"Estou hoje perplexo como quem pensou e achou e esqueceu!" - F. Pessoa
"Quando atingires o topo da montanha, continua a subir!" -Provérbio Zen
"Cogitaciones volant, conscientia manent!" (os pensamentos voam, a conscência permanece!).
Que procuras tu reter? Ou alcançar? Ou recuperar? Ou
compreender?... Renuncia ao desejo de conhecer, ao teu anseio por certeza e
segurança. Simplesmente abandona e confia. Não temas o silêncio. Não receies
morrer. Só o que é ilusório desaparece. O que é real nunca deixa de estar
presente. A esponja apaga todos os riscos, mas o quadro não é apagado, o quadro
permanece. Quando no fim do filme se apaga a luz do projector, a tela permanece
intacta, pronta a receber o próximo filme. O homem sábio constantemente morre
para todas as experiências. A liberdade do sábio consiste numa permanente
atitude de renúncia, desapego e desprendimento. Sabe que o silêncio jamais será
vazio!

★ ★ ★ ★ ★ ★ ★

◆ As suas tarefas
- a) Responda às seguintes perguntas sobre o texto acerca do desapego:
(i) A quem é atribuída a frase "Estou hoje perplexo como quem pensou e achou e esqueceu!"?
(ii) Segundo o texto, em que estado fica a tela quando se apaga a luz do projector no fim do filme?
(iii) Em que consiste a liberdade do sábio?
- b) Nas linhas apresentadas mais abaixo, transcreva palavra por palavra o trecho que vai da linha que contém "Could you please outline every instance of the gravel" até à linha que contém "[(133, 248), (0, 327), (0, 391), (82, 391), (196, 245)]", com ambas incluídas.

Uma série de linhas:
★ ★ ★ ★ ★ ★ ★

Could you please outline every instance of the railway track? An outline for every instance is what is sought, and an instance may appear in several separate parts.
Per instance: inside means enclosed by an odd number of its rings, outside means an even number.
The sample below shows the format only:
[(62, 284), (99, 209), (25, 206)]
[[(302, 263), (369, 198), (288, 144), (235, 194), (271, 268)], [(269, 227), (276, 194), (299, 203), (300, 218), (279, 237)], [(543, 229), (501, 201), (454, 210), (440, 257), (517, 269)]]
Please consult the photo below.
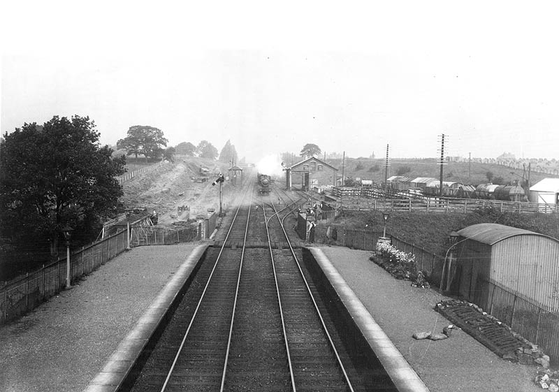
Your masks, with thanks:
[(122, 391), (368, 390), (283, 227), (290, 203), (252, 193)]

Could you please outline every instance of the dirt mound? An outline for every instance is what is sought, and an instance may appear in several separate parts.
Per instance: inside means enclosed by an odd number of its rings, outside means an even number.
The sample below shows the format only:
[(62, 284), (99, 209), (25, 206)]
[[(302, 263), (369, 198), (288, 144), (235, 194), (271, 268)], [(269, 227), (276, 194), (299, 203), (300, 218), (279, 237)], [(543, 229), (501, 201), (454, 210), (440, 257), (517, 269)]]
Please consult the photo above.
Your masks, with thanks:
[[(201, 175), (203, 166), (210, 170), (208, 175)], [(219, 210), (219, 187), (212, 185), (213, 172), (226, 173), (227, 168), (220, 162), (196, 157), (166, 162), (126, 181), (122, 201), (126, 210), (157, 211), (158, 225), (196, 218), (208, 208)], [(201, 182), (203, 177), (207, 180)]]

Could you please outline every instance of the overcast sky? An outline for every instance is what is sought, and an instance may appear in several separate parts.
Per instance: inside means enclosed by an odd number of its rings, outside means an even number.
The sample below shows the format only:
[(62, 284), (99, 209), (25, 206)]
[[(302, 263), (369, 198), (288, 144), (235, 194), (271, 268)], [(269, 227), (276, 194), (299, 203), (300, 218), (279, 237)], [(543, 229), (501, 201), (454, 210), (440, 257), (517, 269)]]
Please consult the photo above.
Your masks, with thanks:
[(254, 161), (435, 157), (442, 133), (445, 154), (559, 158), (553, 2), (5, 3), (2, 135), (78, 115), (103, 144), (150, 125)]

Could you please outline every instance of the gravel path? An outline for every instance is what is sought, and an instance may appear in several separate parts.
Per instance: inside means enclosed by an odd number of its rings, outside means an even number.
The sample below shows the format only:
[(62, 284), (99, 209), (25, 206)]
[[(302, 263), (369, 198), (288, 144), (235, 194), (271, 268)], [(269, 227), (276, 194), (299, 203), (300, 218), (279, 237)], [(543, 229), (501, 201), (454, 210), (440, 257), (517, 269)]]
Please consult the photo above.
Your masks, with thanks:
[(416, 340), (414, 332), (442, 332), (451, 324), (433, 310), (449, 299), (412, 287), (369, 261), (371, 252), (319, 246), (431, 392), (532, 392), (537, 368), (501, 359), (462, 331), (449, 339)]
[[(0, 391), (82, 391), (196, 245), (133, 248), (0, 327)], [(414, 340), (450, 324), (433, 310), (446, 297), (393, 279), (370, 252), (319, 247), (431, 392), (541, 391), (535, 367), (500, 359), (464, 332)]]
[(133, 248), (0, 327), (0, 391), (82, 391), (196, 245)]

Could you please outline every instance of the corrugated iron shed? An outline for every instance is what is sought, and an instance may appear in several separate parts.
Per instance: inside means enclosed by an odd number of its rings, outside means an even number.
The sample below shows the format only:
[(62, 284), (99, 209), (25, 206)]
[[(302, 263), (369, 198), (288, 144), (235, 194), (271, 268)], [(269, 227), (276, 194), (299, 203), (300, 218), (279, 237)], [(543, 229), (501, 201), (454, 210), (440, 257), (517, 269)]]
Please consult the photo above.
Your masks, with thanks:
[(530, 187), (530, 191), (559, 193), (559, 178), (544, 178)]
[[(542, 235), (548, 237), (544, 234), (539, 234), (529, 230), (516, 228), (496, 223), (480, 223), (472, 224), (458, 231), (458, 233), (470, 240), (473, 240), (479, 242), (493, 245), (499, 241), (513, 237), (514, 235), (521, 235), (523, 234), (531, 234), (534, 235)], [(548, 237), (559, 242), (559, 240)]]

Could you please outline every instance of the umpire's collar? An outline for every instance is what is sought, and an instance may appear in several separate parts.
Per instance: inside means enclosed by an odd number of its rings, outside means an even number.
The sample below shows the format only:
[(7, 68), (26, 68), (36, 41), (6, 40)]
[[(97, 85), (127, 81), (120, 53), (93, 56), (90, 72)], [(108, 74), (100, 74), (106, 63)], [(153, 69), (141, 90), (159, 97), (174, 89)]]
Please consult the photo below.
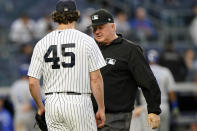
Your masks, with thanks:
[(105, 45), (105, 44), (102, 44), (102, 43), (98, 43), (99, 47), (107, 47), (107, 46), (110, 46), (110, 45), (114, 45), (114, 44), (121, 44), (122, 43), (122, 34), (117, 34), (118, 35), (118, 38), (114, 39), (109, 45)]

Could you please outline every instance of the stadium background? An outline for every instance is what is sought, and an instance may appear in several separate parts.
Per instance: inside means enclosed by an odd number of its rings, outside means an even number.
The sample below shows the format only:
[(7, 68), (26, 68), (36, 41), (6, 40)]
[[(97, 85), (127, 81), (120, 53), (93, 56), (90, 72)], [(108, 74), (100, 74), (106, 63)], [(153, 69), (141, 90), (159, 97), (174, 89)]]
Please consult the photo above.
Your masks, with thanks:
[[(19, 67), (25, 63), (21, 58), (21, 47), (31, 45), (33, 47), (38, 41), (34, 37), (29, 42), (17, 43), (10, 38), (13, 22), (26, 14), (35, 23), (47, 16), (55, 9), (56, 0), (0, 0), (0, 94), (7, 95), (10, 86), (20, 78)], [(159, 52), (163, 50), (167, 40), (174, 43), (175, 49), (185, 61), (190, 62), (187, 78), (178, 81), (176, 93), (179, 101), (180, 115), (171, 119), (172, 131), (190, 131), (191, 123), (197, 123), (197, 80), (195, 80), (197, 43), (192, 39), (191, 28), (195, 20), (195, 0), (76, 0), (81, 12), (81, 19), (77, 28), (90, 34), (86, 30), (88, 22), (84, 22), (86, 15), (94, 9), (105, 8), (111, 11), (115, 18), (119, 12), (124, 12), (124, 22), (128, 23), (128, 29), (120, 29), (129, 40), (141, 45), (144, 50), (154, 48)], [(135, 19), (135, 11), (138, 7), (146, 10), (148, 20), (152, 23), (155, 35), (151, 38), (136, 36), (136, 31), (130, 26)], [(84, 21), (83, 21), (84, 20)], [(84, 24), (85, 23), (85, 24)], [(118, 24), (117, 24), (118, 26)], [(196, 25), (197, 26), (197, 25)], [(51, 29), (55, 24), (51, 25)], [(124, 28), (124, 27), (123, 27)], [(127, 33), (125, 33), (127, 32)], [(90, 34), (91, 35), (91, 34)], [(186, 57), (186, 51), (192, 49), (193, 57)], [(23, 56), (22, 56), (23, 57)], [(25, 57), (26, 58), (26, 57)], [(22, 60), (21, 60), (22, 59)], [(189, 59), (189, 60), (187, 60)], [(194, 131), (194, 130), (193, 130)]]

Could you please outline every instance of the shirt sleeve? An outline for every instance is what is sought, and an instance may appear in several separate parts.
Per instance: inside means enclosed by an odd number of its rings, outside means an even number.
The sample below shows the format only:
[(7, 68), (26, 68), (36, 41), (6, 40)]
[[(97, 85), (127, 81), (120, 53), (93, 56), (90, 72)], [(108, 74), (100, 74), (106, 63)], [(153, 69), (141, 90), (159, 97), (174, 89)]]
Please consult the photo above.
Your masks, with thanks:
[(41, 49), (39, 48), (38, 44), (36, 44), (31, 58), (28, 76), (40, 79), (42, 76), (43, 62), (44, 61), (41, 55)]
[(103, 55), (94, 40), (91, 41), (88, 49), (89, 72), (98, 70), (106, 65)]
[(175, 80), (174, 77), (171, 73), (171, 71), (169, 69), (167, 69), (167, 88), (168, 88), (168, 92), (170, 91), (174, 91), (175, 90)]
[(160, 114), (161, 92), (143, 50), (134, 46), (129, 59), (129, 69), (137, 85), (142, 89), (147, 102), (148, 113)]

★ ★ ★ ★ ★ ★ ★

◆ Soluções por tarefa
- a)
(i) A F. Pessoa.
(ii) A tela permanece intacta, pronta a receber o próximo filme.
(iii) Consiste numa permanente atitude de renúncia, desapego e desprendimento.

- b)
Could you please outline every instance of the gravel path? An outline for every instance is what is sought, and an instance may appear in several separate parts.
Per instance: inside means enclosed by an odd number of its rings, outside means an even number.
The sample below shows the format only:
[(62, 284), (99, 209), (25, 206)]
[[(302, 263), (369, 198), (288, 144), (235, 194), (271, 268)], [(269, 227), (276, 194), (299, 203), (300, 218), (279, 237)], [(543, 229), (501, 201), (454, 210), (440, 257), (517, 269)]]
Please consult the photo above.
Your masks, with thanks:
[(416, 340), (414, 332), (442, 332), (451, 324), (433, 310), (449, 299), (412, 287), (369, 261), (371, 252), (319, 246), (431, 392), (532, 392), (537, 368), (501, 359), (462, 331), (449, 339)]
[[(0, 391), (82, 391), (196, 245), (133, 248), (0, 327)], [(414, 340), (450, 324), (433, 310), (446, 297), (393, 279), (370, 252), (319, 247), (431, 392), (541, 391), (535, 367), (500, 359), (464, 332)]]
[(133, 248), (0, 327), (0, 391), (82, 391), (196, 245)]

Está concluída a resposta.